(Some data)
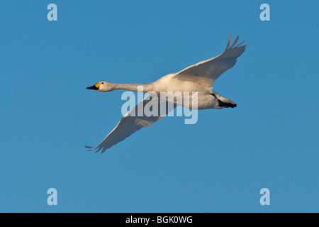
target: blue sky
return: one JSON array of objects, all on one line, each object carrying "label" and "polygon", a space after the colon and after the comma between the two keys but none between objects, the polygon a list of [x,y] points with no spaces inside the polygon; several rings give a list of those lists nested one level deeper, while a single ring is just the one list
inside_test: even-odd
[{"label": "blue sky", "polygon": [[[47,6],[57,6],[57,21]],[[270,21],[259,6],[270,6]],[[4,1],[0,211],[319,211],[318,1]],[[248,44],[214,84],[235,109],[167,117],[101,155],[122,91]],[[47,190],[57,190],[48,206]],[[259,190],[270,190],[261,206]]]}]

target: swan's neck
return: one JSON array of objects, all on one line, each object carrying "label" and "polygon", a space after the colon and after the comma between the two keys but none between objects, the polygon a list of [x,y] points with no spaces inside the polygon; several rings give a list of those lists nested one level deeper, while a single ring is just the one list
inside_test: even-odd
[{"label": "swan's neck", "polygon": [[149,84],[113,84],[115,90],[128,90],[135,92],[155,92],[152,83]]}]

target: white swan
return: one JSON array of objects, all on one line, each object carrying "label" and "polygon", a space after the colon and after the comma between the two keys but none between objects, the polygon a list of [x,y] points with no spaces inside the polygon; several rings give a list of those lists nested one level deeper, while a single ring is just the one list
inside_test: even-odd
[{"label": "white swan", "polygon": [[[229,36],[228,43],[225,51],[211,59],[191,65],[177,72],[169,74],[158,80],[149,84],[114,84],[108,82],[100,82],[92,87],[86,87],[99,92],[111,92],[116,89],[138,91],[138,86],[142,86],[144,92],[198,92],[198,109],[222,109],[224,107],[234,108],[237,106],[232,100],[223,97],[216,92],[213,91],[213,83],[224,72],[233,67],[236,63],[237,58],[245,51],[246,45],[242,45],[245,41],[235,46],[238,41],[237,37],[230,46],[232,35]],[[164,116],[138,116],[136,113],[140,107],[143,108],[145,104],[167,104],[167,100],[152,99],[150,100],[148,95],[135,108],[126,114],[114,128],[114,129],[96,147],[85,146],[92,150],[97,149],[99,152],[102,149],[102,153],[108,148],[122,141],[143,127],[147,127],[161,119]],[[181,104],[183,105],[183,104]],[[189,106],[187,106],[189,107]],[[174,108],[174,107],[173,107]],[[191,108],[189,106],[189,108]],[[172,111],[167,109],[165,114]]]}]

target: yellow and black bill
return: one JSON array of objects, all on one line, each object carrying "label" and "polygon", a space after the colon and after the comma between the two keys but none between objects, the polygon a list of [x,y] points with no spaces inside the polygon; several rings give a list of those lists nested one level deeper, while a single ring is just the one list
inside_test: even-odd
[{"label": "yellow and black bill", "polygon": [[99,88],[100,87],[101,84],[101,83],[97,83],[95,85],[86,87],[86,89],[90,89],[90,90],[99,90]]}]

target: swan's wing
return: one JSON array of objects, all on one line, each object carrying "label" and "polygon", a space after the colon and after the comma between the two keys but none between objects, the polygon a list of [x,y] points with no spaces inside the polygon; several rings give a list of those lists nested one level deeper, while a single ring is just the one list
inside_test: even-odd
[{"label": "swan's wing", "polygon": [[232,35],[230,35],[226,49],[222,54],[191,65],[177,72],[174,77],[211,87],[219,76],[235,65],[237,58],[245,51],[246,45],[240,45],[245,41],[235,46],[238,39],[237,36],[230,46],[232,41]]},{"label": "swan's wing", "polygon": [[[165,115],[169,113],[176,105],[174,104],[168,104],[165,100],[160,100],[155,98],[154,96],[152,96],[152,99],[150,99],[151,94],[149,94],[138,104],[136,106],[132,109],[130,111],[128,111],[118,122],[116,127],[114,128],[113,130],[104,138],[104,140],[96,147],[88,147],[85,146],[86,148],[90,148],[92,150],[97,149],[96,153],[99,152],[100,150],[102,150],[102,153],[106,150],[116,145],[116,143],[123,140],[137,131],[141,129],[143,127],[147,127],[162,118]],[[154,111],[152,112],[154,114],[150,116],[150,113],[147,111],[144,111],[145,105],[147,105],[145,110],[150,110],[152,111],[152,108],[150,106],[152,106],[152,108],[156,108],[157,106],[157,109],[154,109]],[[165,109],[163,109],[163,106]],[[162,112],[161,108],[162,109]],[[142,109],[143,112],[141,116],[138,116],[138,110]],[[142,113],[139,111],[140,113]],[[145,113],[147,114],[145,114]],[[147,113],[148,116],[147,116]],[[162,114],[162,116],[161,114]]]}]

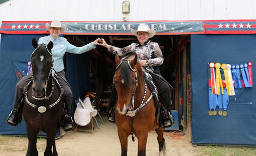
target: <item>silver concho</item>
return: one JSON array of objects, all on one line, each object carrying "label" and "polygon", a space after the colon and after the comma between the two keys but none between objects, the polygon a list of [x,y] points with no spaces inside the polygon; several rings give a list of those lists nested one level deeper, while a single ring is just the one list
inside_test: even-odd
[{"label": "silver concho", "polygon": [[127,112],[128,116],[130,117],[133,117],[136,114],[133,111],[130,110]]},{"label": "silver concho", "polygon": [[37,110],[39,113],[44,113],[46,111],[46,108],[44,106],[41,106],[38,107]]}]

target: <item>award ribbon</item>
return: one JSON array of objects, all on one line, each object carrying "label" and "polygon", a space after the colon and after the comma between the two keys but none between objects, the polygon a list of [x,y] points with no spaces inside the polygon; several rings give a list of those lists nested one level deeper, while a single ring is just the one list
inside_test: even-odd
[{"label": "award ribbon", "polygon": [[238,88],[242,88],[242,81],[241,81],[241,78],[240,77],[240,71],[239,70],[239,65],[236,64],[236,77],[237,78],[237,82],[238,84]]},{"label": "award ribbon", "polygon": [[212,87],[212,93],[216,94],[216,80],[215,79],[214,63],[210,62],[209,67],[211,71],[211,86]]},{"label": "award ribbon", "polygon": [[248,75],[249,76],[249,84],[250,86],[253,86],[253,84],[252,83],[252,62],[251,61],[248,62]]},{"label": "award ribbon", "polygon": [[[212,110],[214,109],[216,107],[217,103],[218,103],[218,99],[217,99],[217,95],[213,94],[212,89],[212,86],[213,86],[213,88],[215,88],[216,87],[214,87],[214,83],[213,80],[212,80],[212,77],[215,77],[214,75],[212,75],[212,73],[213,72],[214,74],[214,63],[213,62],[211,62],[209,64],[209,67],[210,65],[211,64],[211,67],[210,67],[210,73],[208,73],[208,79],[209,79],[209,109],[210,111],[208,112],[208,114],[209,116],[212,116],[214,113],[213,113],[213,111]],[[212,71],[213,70],[213,71]],[[209,70],[208,70],[209,71]]]},{"label": "award ribbon", "polygon": [[228,71],[227,70],[227,64],[223,63],[221,64],[221,68],[224,71],[224,77],[225,77],[226,81],[226,87],[227,88],[227,92],[228,92],[228,95],[231,95],[231,84],[229,82],[229,78],[228,78]]},{"label": "award ribbon", "polygon": [[235,84],[235,88],[238,87],[238,82],[237,77],[236,76],[236,65],[232,64],[232,75],[234,78],[234,83]]},{"label": "award ribbon", "polygon": [[221,94],[223,94],[222,80],[221,79],[221,75],[220,75],[220,68],[221,66],[220,63],[215,63],[215,68],[216,68],[216,94],[220,95],[220,85],[221,88]]},{"label": "award ribbon", "polygon": [[244,85],[245,86],[245,87],[249,87],[250,85],[248,83],[247,79],[245,74],[245,71],[244,68],[244,64],[240,64],[240,69],[241,69],[242,77],[243,77],[243,79],[244,80]]},{"label": "award ribbon", "polygon": [[[234,89],[233,79],[232,78],[232,73],[231,72],[231,65],[230,64],[227,64],[227,70],[228,71],[228,78],[229,78],[229,82],[230,83],[231,87],[231,95],[235,95],[235,89]],[[223,93],[222,94],[223,94]]]}]

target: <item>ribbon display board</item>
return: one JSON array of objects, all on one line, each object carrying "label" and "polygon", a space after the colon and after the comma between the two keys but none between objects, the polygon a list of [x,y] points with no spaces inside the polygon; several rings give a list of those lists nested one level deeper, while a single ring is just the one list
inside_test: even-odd
[{"label": "ribbon display board", "polygon": [[[249,61],[232,65],[219,62],[208,64],[210,67],[208,74],[210,111],[208,113],[210,116],[216,116],[215,109],[218,108],[218,114],[226,117],[229,103],[229,96],[235,95],[235,89],[252,87],[252,62]],[[222,76],[223,76],[223,80]]]},{"label": "ribbon display board", "polygon": [[[141,21],[61,21],[67,25],[64,35],[132,35],[145,23],[156,35],[182,34],[254,34],[256,20]],[[49,33],[46,23],[51,21],[3,21],[0,33],[9,34],[42,34]]]}]

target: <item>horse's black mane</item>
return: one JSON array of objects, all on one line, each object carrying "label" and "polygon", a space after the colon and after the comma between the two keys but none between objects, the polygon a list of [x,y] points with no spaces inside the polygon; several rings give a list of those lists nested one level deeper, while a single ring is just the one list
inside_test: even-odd
[{"label": "horse's black mane", "polygon": [[121,77],[124,80],[124,83],[128,86],[132,85],[132,80],[131,78],[131,75],[130,73],[130,69],[129,65],[128,64],[128,61],[127,60],[134,53],[132,51],[129,51],[122,58],[126,56],[126,58],[123,61],[123,63],[121,65],[120,72],[121,73]]}]

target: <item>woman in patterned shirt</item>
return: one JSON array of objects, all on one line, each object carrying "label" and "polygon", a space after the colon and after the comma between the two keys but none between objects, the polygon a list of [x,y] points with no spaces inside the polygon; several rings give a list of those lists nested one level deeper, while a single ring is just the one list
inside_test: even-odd
[{"label": "woman in patterned shirt", "polygon": [[[103,39],[100,39],[100,42],[102,43],[100,45],[106,47],[108,51],[115,54],[117,54],[119,56],[123,56],[131,51],[136,53],[138,55],[138,61],[141,67],[149,71],[149,73],[152,76],[159,96],[169,112],[170,118],[163,121],[163,125],[165,127],[170,126],[173,124],[171,115],[172,105],[171,89],[172,87],[163,78],[160,73],[158,66],[163,64],[164,58],[159,45],[157,43],[151,42],[149,40],[149,38],[155,35],[155,31],[150,29],[145,23],[141,23],[139,25],[137,31],[131,29],[131,31],[137,37],[138,43],[133,43],[124,48],[118,48],[108,45]],[[116,92],[116,91],[115,91],[115,87],[113,87],[113,90],[114,91],[113,92]],[[116,97],[113,94],[112,94],[110,95],[108,112],[116,103]],[[111,115],[113,114],[113,113],[110,112],[109,114],[109,120],[115,121],[114,116]]]},{"label": "woman in patterned shirt", "polygon": [[[64,63],[63,62],[63,57],[66,52],[73,54],[82,54],[86,52],[93,48],[96,47],[97,45],[99,45],[98,42],[100,39],[97,39],[94,42],[89,43],[82,47],[77,47],[70,44],[64,37],[60,37],[59,35],[61,32],[64,32],[67,26],[66,24],[61,24],[59,20],[55,20],[52,21],[50,25],[46,24],[47,30],[50,31],[50,35],[46,36],[41,37],[38,43],[39,44],[44,43],[48,44],[51,41],[53,43],[53,47],[51,50],[52,56],[53,59],[53,69],[57,73],[57,79],[59,84],[63,89],[63,96],[65,103],[68,106],[68,112],[71,108],[73,101],[72,91],[69,86],[69,85],[65,77],[64,73]],[[31,73],[23,77],[16,85],[15,91],[15,100],[13,110],[9,115],[7,122],[10,125],[16,126],[18,125],[18,116],[15,114],[18,104],[20,102],[23,95],[23,88],[32,79]],[[20,110],[19,110],[20,111]],[[12,115],[13,114],[12,116]],[[70,118],[70,117],[68,117]],[[64,123],[63,128],[66,130],[71,130],[73,128],[73,124],[70,120],[64,120],[69,121]]]}]

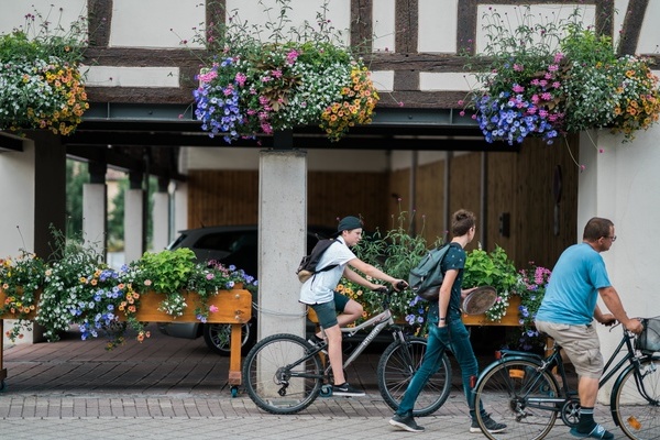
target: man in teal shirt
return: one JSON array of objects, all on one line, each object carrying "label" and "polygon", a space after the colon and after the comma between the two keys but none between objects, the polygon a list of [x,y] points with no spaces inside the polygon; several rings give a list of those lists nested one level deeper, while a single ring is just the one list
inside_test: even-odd
[{"label": "man in teal shirt", "polygon": [[[595,318],[605,326],[619,321],[627,330],[638,334],[642,330],[641,322],[628,318],[624,310],[601,255],[601,252],[609,251],[615,240],[610,220],[591,219],[584,227],[582,243],[570,246],[559,257],[536,316],[537,329],[548,333],[563,348],[580,377],[580,421],[571,429],[575,437],[614,439],[612,432],[594,421],[604,362],[592,321]],[[596,304],[598,295],[610,314],[601,311]]]}]

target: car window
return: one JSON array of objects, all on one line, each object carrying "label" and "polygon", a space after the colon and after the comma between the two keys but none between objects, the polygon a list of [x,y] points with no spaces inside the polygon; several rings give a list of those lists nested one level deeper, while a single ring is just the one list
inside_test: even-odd
[{"label": "car window", "polygon": [[202,235],[194,244],[196,249],[234,252],[235,243],[239,243],[245,234],[242,231],[224,231]]},{"label": "car window", "polygon": [[184,240],[186,240],[186,234],[180,234],[179,237],[176,238],[175,241],[173,241],[172,243],[169,243],[169,245],[167,246],[168,250],[175,250]]}]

[REQUIREMENT]
Rewrite every line in the stretch of the data from the line containing "target: car window" (that line included) through the end, with 46 added to each polygon coordinate.

[SOLUTION FOR THIS PROBLEM]
target: car window
return: one JSON array of objects, all on one line, each object carrying "label" and "polygon", a space after the colon and after the comma between the two keys but none between objects, the polygon a list of [x,y] points with no spaces inside the polygon; several rings give a list of those lists nested one level deeper, while a single ring is just the one list
inside_test: even-odd
[{"label": "car window", "polygon": [[248,281],[240,290],[242,295],[280,298],[281,289],[285,289],[291,280],[288,277],[270,277]]},{"label": "car window", "polygon": [[230,286],[232,286],[232,280],[226,280],[225,283],[222,284],[221,287],[219,287],[218,289],[215,289],[215,291],[213,292],[214,296],[221,296]]}]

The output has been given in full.